■ WRITTEN TASK 1 ■
In the Unicode message below, begin at the words "Not if you support" and stop after "to get messy.". Write that stretch out again, swapping "instance" for "object".

■ PASSAGE GIVEN ■
--- BEGIN ---
[Cuis] Unicode in Cuis

Juan Vuletich juan at jvuletich.org
Thu Feb 7 06:21:42 CST 2013


On 2/7/2013 9:09 AM, Angel Java Lopez wrote:
> Why UTF-16?
>
> - Quick access, at:, at:put:, the most usual UNICODE characters are 
> directly mapped to 2 bytes
>

Not if you support full Unicode. So, we'd need to add a flag to each 
instance to say "I only use 2 byte chars", to avoid the cost of scanning 
the whole instance every time, to know, as that would kill the "quick 
access" argument. In any case, and as just said in this thread, the main 
question to answer is "does this issue really matter at all?"

> - If some string has a out-of-band, it can be easily marked as special

That's when thing start to get messy.

> - This is (AFAIK) the preferred internal representation in .NET, Java, 
> and most C++ implementation of w_char (please confirm). So, in current 
> standards, memory is not a problem for string representations.
--- END ---
■ WRITTEN TASK 2 ■
Offset every coordinate in the answers of the pointing listing below by adding -147 to it. Give all its lines again, requests included.

Pointing data records:
--- BEGIN ---
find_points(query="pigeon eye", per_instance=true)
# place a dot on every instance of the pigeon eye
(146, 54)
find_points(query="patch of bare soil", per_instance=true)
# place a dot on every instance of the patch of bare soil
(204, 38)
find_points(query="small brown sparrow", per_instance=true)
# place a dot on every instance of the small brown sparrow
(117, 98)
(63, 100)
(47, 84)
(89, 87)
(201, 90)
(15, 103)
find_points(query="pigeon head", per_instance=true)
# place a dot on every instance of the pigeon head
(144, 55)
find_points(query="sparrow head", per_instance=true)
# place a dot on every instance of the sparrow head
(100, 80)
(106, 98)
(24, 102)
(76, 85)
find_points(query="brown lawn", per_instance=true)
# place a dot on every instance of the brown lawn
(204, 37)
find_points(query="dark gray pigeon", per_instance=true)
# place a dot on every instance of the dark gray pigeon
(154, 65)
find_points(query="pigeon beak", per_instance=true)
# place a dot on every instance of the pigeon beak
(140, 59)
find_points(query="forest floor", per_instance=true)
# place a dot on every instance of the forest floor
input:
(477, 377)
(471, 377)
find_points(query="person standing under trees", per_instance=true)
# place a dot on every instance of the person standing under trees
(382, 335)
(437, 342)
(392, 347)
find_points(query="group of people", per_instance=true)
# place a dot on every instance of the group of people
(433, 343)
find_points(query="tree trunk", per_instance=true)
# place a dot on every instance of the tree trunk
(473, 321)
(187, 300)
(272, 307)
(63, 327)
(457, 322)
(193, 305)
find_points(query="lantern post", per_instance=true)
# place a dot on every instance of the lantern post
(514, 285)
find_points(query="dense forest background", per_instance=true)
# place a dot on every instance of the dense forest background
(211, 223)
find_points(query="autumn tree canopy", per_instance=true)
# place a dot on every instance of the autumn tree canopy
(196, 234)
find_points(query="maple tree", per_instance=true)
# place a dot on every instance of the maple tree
--- END ---
■ CORRECT RESULT 1 ■
Not if you support full Unicode. So, we'd need to add a flag to each 
object to say "I only use 2 byte chars", to avoid the cost of scanning 
the whole object every time, to know, as that would kill the "quick 
access" argument. In any case, and as just said in this thread, the main 
question to answer is "does this issue really matter at all?"

> - If some string has a out-of-band, it can be easily marked as special

That's when thing start to get messy.

■ CORRECT RESULT 2 ■
find_points(query="pigeon eye", per_instance=true)
# place a dot on every instance of the pigeon eye
(-1, -93)
find_points(query="patch of bare soil", per_instance=true)
# place a dot on every instance of the patch of bare soil
(57, -109)
find_points(query="small brown sparrow", per_instance=true)
# place a dot on every instance of the small brown sparrow
(-30, -49)
(-84, -47)
(-100, -63)
(-58, -60)
(54, -57)
(-132, -44)
find_points(query="pigeon head", per_instance=true)
# place a dot on every instance of the pigeon head
(-3, -92)
find_points(query="sparrow head", per_instance=true)
# place a dot on every instance of the sparrow head
(-47, -67)
(-41, -49)
(-123, -45)
(-71, -62)
find_points(query="brown lawn", per_instance=true)
# place a dot on every instance of the brown lawn
(57, -110)
find_points(query="dark gray pigeon", per_instance=true)
# place a dot on every instance of the dark gray pigeon
(7, -82)
find_points(query="pigeon beak", per_instance=true)
# place a dot on every instance of the pigeon beak
(-7, -88)
find_points(query="forest floor", per_instance=true)
# place a dot on every instance of the forest floor
input:
(330, 230)
(324, 230)
find_points(query="person standing under trees", per_instance=true)
# place a dot on every instance of the person standing under trees
(235, 188)
(290, 195)
(245, 200)
find_points(query="group of people", per_instance=true)
# place a dot on every instance of the group of people
(286, 196)
find_points(query="tree trunk", per_instance=true)
# place a dot on every instance of the tree trunk
(326, 174)
(40, 153)
(125, 160)
(-84, 180)
(310, 175)
(46, 158)
find_points(query="lantern post", per_instance=true)
# place a dot on every instance of the lantern post
(367, 138)
find_points(query="dense forest background", per_instance=true)
# place a dot on every instance of the dense forest background
(64, 76)
find_points(query="autumn tree canopy", per_instance=true)
# place a dot on every instance of the autumn tree canopy
(49, 87)
find_points(query="maple tree", per_instance=true)
# place a dot on every instance of the maple tree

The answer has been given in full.